Extract provided
***

Add ability to wait for replication streams (#7542)

The idea here is that if an instance persists an event via the replication HTTP API it can return before we receive that event over replication, which can lead to races where code assumes that persisting an event immediately updates various caches (e.g. current state of the room). Most of Synapse doesn't hit such races, so we don't do the waiting automagically, instead we do so where necessary to avoid unnecessary delays. We may decide to change our minds here if it turns out there are a lot of subtle races going on. People probably want to look at this commit by commit.
author: Erik Johnston <erik@matrix.org> 2020-05-22 14:21:54 +0100
committer: GitHub <noreply@github.com> 2020-05-22 14:21:54 +0100
commit: 1531b214fc57714c14046a8f66c7b5fe5ec5dcdd (patch)
tree: fd150f21a14dcc6f5cf3f373984478dd12d43c95 /synapse/replication/tcp/client.py
parent: Convert sending mail to async/await. (#7557) (diff)
download: synapse-1531b214fc57714c14046a8f66c7b5fe5ec5dcdd.tar.xz
1 files changed, 88 insertions, 2 deletions
diff --git a/synapse/replication/tcp/client.py b/synapse/replication/tcp/client.py
index 28826302f5..508ad1b720 100644
--- a/synapse/replication/tcp/client.py
+++ b/synapse/replication/tcp/client.py
@@ -14,19 +14,23 @@
 # limitations under the License.
 """A replication client for use by synapse workers.
 """
-
+import heapq
 import logging
-from typing import TYPE_CHECKING, Tuple
+from typing import TYPE_CHECKING, Dict, List, Tuple
 
+from twisted.internet.defer import Deferred
 from twisted.internet.protocol import ReconnectingClientFactory
 
 from synapse.api.constants import EventTypes
+from synapse.logging.context import PreserveLoggingContext, make_deferred_yieldable
 from synapse.replication.tcp.protocol import ClientReplicationStreamProtocol
 from synapse.replication.tcp.streams.events import (
     EventsStream,
     EventsStreamEventRow,
     EventsStreamRow,
 )
+from synapse.util.async_helpers import timeout_deferred
+from synapse.util.metrics import Measure
 
 if TYPE_CHECKING:
     from synapse.server import HomeServer
@@ -35,6 +39,10 @@ if TYPE_CHECKING:
 logger = logging.getLogger(__name__)
 
 
+# How long we allow callers to wait for replication updates before timing out.
+_WAIT_FOR_REPLICATION_TIMEOUT_SECONDS = 30
+
+
 class DirectTcpReplicationClientFactory(ReconnectingClientFactory):
     """Factory for building connections to the master. Will reconnect if the
     connection is lost.
@@ -92,6 +100,16 @@ class ReplicationDataHandler:
         self.store = hs.get_datastore()
         self.pusher_pool = hs.get_pusherpool()
         self.notifier = hs.get_notifier()
+        self._reactor = hs.get_reactor()
+        self._clock = hs.get_clock()
+        self._streams = hs.get_replication_streams()
+        self._instance_name = hs.get_instance_name()

***

Extracted records
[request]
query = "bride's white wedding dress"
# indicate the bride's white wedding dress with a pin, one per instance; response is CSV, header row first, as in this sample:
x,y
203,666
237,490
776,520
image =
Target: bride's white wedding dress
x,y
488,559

***

Required work
1 > According to the commit page, how many seconds can callers wait for replication updates before the wait times out?
2 > Tally the lines in the entries that contain the string "bride". Reply with the number alone.

Replies
1 > 30 seconds.

2 > 3